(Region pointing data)
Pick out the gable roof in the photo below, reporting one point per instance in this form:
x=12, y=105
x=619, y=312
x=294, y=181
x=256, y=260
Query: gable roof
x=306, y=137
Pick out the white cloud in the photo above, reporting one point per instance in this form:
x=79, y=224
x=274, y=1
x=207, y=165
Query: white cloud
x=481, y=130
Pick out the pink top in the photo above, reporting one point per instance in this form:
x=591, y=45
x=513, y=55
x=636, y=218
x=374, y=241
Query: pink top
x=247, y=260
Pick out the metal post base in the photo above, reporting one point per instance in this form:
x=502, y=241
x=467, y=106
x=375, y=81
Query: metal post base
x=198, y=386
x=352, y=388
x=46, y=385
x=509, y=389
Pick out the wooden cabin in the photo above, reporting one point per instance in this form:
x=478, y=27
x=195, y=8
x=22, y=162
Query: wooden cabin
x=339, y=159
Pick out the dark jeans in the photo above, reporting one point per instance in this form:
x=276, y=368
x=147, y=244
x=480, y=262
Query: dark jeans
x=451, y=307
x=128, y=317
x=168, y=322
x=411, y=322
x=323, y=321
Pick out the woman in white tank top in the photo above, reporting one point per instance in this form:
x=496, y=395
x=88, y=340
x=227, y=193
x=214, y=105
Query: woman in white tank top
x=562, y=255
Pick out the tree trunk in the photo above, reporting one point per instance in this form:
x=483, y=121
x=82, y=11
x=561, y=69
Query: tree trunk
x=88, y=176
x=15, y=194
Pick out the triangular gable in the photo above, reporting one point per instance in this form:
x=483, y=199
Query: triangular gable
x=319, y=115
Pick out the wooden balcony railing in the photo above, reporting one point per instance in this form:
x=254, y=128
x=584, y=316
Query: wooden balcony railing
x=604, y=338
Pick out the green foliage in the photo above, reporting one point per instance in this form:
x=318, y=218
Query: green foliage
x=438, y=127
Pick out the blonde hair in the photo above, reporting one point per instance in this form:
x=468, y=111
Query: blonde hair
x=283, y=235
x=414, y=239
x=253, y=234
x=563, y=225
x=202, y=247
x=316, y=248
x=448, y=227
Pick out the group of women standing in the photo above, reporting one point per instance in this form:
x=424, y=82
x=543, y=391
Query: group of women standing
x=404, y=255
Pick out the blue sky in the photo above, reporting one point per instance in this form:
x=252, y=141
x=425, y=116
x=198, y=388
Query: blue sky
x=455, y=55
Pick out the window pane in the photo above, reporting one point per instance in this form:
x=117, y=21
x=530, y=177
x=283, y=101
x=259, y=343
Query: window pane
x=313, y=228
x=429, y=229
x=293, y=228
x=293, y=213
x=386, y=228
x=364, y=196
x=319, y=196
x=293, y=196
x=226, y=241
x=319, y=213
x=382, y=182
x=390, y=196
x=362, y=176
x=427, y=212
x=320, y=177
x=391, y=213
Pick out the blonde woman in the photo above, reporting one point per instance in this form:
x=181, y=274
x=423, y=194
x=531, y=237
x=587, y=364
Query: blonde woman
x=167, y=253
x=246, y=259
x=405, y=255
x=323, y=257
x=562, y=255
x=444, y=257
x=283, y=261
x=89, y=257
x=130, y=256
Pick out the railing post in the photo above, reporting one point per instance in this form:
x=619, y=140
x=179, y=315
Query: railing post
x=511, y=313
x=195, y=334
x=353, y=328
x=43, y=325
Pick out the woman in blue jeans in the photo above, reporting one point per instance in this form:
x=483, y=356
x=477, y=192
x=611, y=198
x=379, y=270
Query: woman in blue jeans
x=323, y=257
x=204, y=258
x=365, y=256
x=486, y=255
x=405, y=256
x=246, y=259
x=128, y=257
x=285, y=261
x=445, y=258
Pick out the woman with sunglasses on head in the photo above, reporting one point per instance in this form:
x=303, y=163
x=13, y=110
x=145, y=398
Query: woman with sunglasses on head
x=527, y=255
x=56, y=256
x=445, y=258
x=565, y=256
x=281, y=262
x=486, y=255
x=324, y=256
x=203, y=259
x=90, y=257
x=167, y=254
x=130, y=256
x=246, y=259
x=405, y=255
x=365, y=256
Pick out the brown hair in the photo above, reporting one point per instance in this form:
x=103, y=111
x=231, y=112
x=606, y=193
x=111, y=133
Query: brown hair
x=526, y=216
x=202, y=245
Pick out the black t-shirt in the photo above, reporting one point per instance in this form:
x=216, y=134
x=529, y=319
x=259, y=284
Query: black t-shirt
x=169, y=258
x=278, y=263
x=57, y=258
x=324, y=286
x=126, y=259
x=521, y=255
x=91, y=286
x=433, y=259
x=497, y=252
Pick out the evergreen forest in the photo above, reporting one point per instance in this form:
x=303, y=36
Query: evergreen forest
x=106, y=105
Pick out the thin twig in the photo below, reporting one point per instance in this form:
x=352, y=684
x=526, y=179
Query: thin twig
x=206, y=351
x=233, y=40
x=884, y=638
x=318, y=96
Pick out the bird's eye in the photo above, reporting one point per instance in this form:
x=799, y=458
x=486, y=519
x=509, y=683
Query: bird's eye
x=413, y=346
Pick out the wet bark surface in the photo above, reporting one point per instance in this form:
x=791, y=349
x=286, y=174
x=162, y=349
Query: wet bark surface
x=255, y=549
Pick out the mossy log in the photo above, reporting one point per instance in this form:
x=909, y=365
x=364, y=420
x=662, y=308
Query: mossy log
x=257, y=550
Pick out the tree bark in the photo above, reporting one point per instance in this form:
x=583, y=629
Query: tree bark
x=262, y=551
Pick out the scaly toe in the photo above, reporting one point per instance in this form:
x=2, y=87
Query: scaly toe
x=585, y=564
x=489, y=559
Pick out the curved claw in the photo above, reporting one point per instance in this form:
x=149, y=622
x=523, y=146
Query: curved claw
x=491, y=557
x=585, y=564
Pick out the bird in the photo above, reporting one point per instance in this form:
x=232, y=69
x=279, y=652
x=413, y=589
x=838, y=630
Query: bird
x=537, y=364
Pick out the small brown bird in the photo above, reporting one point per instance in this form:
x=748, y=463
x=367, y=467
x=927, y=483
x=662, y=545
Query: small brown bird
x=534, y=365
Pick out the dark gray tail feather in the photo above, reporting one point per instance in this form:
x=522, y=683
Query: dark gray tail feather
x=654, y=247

- [Aim of the exercise]
What this exercise asks for is an exact copy of all the records.

- [Expected answer]
Pick out the gable roof in the photo below, reporting one point per instance in this form:
x=12, y=105
x=619, y=312
x=294, y=181
x=256, y=260
Query: gable roof
x=306, y=137
Pick out the white cloud in the photo above, reporting one point per instance in this form:
x=79, y=224
x=274, y=1
x=207, y=165
Query: white cloud
x=481, y=130
Pick out the pink top in the photo above, reporting one point per instance in this form:
x=591, y=45
x=513, y=55
x=636, y=218
x=374, y=241
Query: pink top
x=247, y=260
Pick out the metal post base in the photo above, reporting one point per instance in this form:
x=502, y=241
x=467, y=106
x=375, y=81
Query: metal post base
x=198, y=386
x=352, y=388
x=46, y=385
x=509, y=389
Pick out the wooden cabin in the photo above, reporting one point per instance in this form:
x=478, y=27
x=195, y=8
x=22, y=162
Query: wooden cabin
x=339, y=159
Pick out the dark jeans in the photo above, reporting one point per instance in this form:
x=276, y=368
x=147, y=244
x=480, y=262
Query: dark jeans
x=451, y=307
x=128, y=317
x=168, y=322
x=411, y=322
x=323, y=321
Pick out the woman in white tank top in the photo above, reporting one point per instance in this form:
x=496, y=395
x=88, y=340
x=227, y=193
x=214, y=105
Query: woman in white tank top
x=562, y=255
Pick out the tree trunk in the photo above, reporting one point per instance in this form:
x=483, y=121
x=82, y=11
x=561, y=69
Query: tree trunk
x=88, y=176
x=15, y=194
Pick out the triangular gable in the photo above, reporting one point per instance in this form:
x=483, y=199
Query: triangular gable
x=319, y=115
Pick out the wooden balcony railing in the photo above, reporting one point per instance in this form:
x=254, y=128
x=584, y=316
Query: wooden balcony railing
x=604, y=338
Pick out the green foliage in the photo above, reporting one point per instance in this form:
x=318, y=218
Query: green foliage
x=438, y=127
Pick out the blonde hair in the photo above, reporting one point per instance in this form:
x=468, y=111
Query: blonde hair
x=283, y=235
x=414, y=239
x=253, y=234
x=563, y=225
x=202, y=247
x=316, y=248
x=448, y=227
Pick out the group of women standing in the photo above, reporting one point per instance in this form:
x=424, y=82
x=543, y=391
Query: group of women standing
x=404, y=255
Pick out the blue sky in the photo above, reporting one point per instance in this form:
x=252, y=141
x=425, y=116
x=198, y=388
Query: blue sky
x=455, y=55
Pick out the window pane in the photo above, reporting one point per instance in this form:
x=117, y=21
x=530, y=177
x=283, y=101
x=259, y=343
Query: window pane
x=313, y=228
x=429, y=229
x=293, y=228
x=293, y=213
x=386, y=228
x=364, y=196
x=319, y=196
x=293, y=196
x=226, y=241
x=319, y=213
x=382, y=182
x=390, y=196
x=362, y=176
x=427, y=212
x=320, y=177
x=391, y=213
Pick out the blonde woman in the photo above, reporting one point per instance in this form:
x=181, y=274
x=423, y=194
x=531, y=237
x=587, y=364
Query: blonde woman
x=167, y=253
x=246, y=259
x=405, y=255
x=323, y=257
x=562, y=255
x=444, y=257
x=283, y=261
x=89, y=257
x=130, y=256
Pick out the railing post in the photo above, reporting one point per instance in this form:
x=619, y=140
x=179, y=315
Query: railing post
x=511, y=313
x=195, y=334
x=353, y=328
x=43, y=325
Pick out the woman in blue jeans in the photo above, reporting one point per instance in this form:
x=483, y=356
x=477, y=192
x=611, y=198
x=379, y=270
Query: woman in blue jeans
x=323, y=257
x=204, y=258
x=365, y=256
x=486, y=255
x=405, y=256
x=246, y=259
x=128, y=257
x=285, y=261
x=445, y=258
Pick out the woman with sunglasses on head in the photo above, reporting one point per instance in this form:
x=303, y=163
x=13, y=110
x=145, y=398
Query: woman with sunglasses on head
x=527, y=255
x=56, y=256
x=445, y=258
x=565, y=256
x=281, y=262
x=486, y=255
x=324, y=256
x=203, y=259
x=90, y=257
x=167, y=254
x=130, y=256
x=246, y=259
x=405, y=255
x=365, y=256
Pick out the brown hair in the photo above, reporting one point per instance in this form:
x=103, y=111
x=231, y=112
x=606, y=193
x=111, y=133
Query: brown hair
x=526, y=216
x=202, y=245
Pick out the black t-shirt in the photo above, reporting one point per instance in this form:
x=216, y=134
x=529, y=319
x=259, y=284
Query: black t-shirt
x=169, y=258
x=278, y=263
x=57, y=258
x=324, y=286
x=126, y=259
x=521, y=255
x=91, y=286
x=433, y=259
x=497, y=252
Pick out the evergreen forest in the photo above, reporting one point per instance in this form:
x=303, y=36
Query: evergreen forest
x=106, y=105
Pick out the thin twig in the photo below, reporting one point per instance in this form:
x=352, y=684
x=526, y=179
Query: thin twig
x=206, y=351
x=233, y=40
x=884, y=638
x=318, y=96
Pick out the bird's eye in the photo above, reporting one point per instance in this form:
x=799, y=458
x=486, y=519
x=509, y=683
Query: bird's eye
x=413, y=346
Pick out the wet bark surface in the photo above, reporting one point per instance in this form:
x=791, y=349
x=286, y=174
x=162, y=349
Query: wet bark surface
x=255, y=549
Pick out the mossy log in the photo above, reporting one point per instance in this form:
x=909, y=365
x=364, y=420
x=662, y=308
Query: mossy log
x=257, y=550
Pick out the tree bark in the photo above, reporting one point per instance in this form:
x=583, y=629
Query: tree bark
x=262, y=551
Pick out the scaly toe in the photo above, reporting one point per instance in this form:
x=2, y=87
Query: scaly toe
x=585, y=564
x=489, y=559
Pick out the curved claw in the photo above, reporting one point per instance in this form:
x=149, y=622
x=523, y=146
Query: curved claw
x=491, y=557
x=585, y=564
Pick out the bird in the photo above, reporting one point per instance in this form:
x=232, y=69
x=279, y=652
x=413, y=589
x=838, y=630
Query: bird
x=537, y=364
Pick out the small brown bird in the photo above, reporting one point per instance in this form:
x=748, y=463
x=367, y=467
x=927, y=483
x=662, y=545
Query: small brown bird
x=534, y=365
Pick out the dark gray tail feather in the photo above, reporting one point per instance in this form:
x=522, y=683
Query: dark gray tail feather
x=654, y=247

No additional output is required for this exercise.